* _TO BE DONE_: Please pull out every line of the records below that contains the string "vegetation" and copy each of those lines unchanged.

* _PROVIDED RECORDS_:
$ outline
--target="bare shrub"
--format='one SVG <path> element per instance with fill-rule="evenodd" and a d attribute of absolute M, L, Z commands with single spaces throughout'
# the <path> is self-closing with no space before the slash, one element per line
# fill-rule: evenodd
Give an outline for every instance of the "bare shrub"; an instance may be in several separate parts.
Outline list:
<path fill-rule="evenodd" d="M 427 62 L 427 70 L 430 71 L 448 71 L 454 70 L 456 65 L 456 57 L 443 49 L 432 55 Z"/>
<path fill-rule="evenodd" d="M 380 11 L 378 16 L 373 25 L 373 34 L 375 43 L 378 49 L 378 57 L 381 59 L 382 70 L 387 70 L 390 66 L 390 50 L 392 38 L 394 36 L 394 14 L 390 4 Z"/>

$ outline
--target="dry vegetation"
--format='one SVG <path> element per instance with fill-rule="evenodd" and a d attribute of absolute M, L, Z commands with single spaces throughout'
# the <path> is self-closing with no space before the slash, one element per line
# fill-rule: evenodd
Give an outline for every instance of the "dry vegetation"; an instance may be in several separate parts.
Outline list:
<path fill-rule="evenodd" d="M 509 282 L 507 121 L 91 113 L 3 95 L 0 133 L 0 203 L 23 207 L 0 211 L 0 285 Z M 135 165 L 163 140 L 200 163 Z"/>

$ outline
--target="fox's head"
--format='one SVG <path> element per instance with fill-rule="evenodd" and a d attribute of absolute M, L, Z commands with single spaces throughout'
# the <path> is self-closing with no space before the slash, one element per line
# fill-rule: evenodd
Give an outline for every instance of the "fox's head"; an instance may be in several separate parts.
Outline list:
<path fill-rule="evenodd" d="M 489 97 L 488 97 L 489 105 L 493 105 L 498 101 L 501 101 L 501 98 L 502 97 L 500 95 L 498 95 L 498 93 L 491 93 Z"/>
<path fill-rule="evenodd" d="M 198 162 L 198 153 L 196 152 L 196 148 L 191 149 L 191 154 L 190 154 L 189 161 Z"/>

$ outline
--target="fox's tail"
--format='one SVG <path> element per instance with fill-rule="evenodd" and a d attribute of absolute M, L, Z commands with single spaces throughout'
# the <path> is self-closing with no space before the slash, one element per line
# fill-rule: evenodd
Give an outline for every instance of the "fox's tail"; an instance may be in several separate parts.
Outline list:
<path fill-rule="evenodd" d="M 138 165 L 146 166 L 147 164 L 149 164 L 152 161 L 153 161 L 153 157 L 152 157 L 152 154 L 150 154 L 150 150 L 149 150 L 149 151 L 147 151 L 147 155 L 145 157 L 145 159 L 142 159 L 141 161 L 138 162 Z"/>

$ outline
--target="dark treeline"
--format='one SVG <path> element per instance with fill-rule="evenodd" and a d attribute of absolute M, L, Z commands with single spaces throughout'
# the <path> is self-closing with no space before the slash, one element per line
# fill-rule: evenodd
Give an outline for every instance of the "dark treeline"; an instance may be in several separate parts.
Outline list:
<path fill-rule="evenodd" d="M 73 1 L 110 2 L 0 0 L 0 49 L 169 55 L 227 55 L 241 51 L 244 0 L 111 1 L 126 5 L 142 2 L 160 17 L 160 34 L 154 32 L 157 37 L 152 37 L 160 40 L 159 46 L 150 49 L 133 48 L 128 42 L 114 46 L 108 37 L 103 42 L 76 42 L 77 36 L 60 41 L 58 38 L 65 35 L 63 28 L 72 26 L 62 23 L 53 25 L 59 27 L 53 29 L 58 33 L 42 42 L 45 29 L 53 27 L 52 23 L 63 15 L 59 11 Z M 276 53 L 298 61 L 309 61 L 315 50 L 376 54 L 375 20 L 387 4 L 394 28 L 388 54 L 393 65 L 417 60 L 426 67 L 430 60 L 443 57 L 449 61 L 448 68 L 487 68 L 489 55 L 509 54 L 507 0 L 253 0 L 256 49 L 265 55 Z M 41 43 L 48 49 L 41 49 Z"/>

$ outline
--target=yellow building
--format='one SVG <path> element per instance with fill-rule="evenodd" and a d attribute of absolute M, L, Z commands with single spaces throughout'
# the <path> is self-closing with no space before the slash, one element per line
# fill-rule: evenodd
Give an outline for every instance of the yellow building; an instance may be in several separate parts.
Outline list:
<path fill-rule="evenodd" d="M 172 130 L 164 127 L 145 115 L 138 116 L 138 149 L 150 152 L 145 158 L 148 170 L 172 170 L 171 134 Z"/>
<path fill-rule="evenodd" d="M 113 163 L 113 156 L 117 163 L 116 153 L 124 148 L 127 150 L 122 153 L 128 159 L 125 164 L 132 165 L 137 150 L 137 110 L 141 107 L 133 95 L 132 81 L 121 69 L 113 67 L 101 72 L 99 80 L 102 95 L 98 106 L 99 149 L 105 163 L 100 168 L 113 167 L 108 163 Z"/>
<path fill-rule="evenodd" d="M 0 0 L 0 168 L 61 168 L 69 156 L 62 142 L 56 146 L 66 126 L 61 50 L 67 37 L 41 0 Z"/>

* _TASK OUTPUT_:
--target="dry vegetation"
Give an outline for every instance of the "dry vegetation"; an instance may be in several separate parts.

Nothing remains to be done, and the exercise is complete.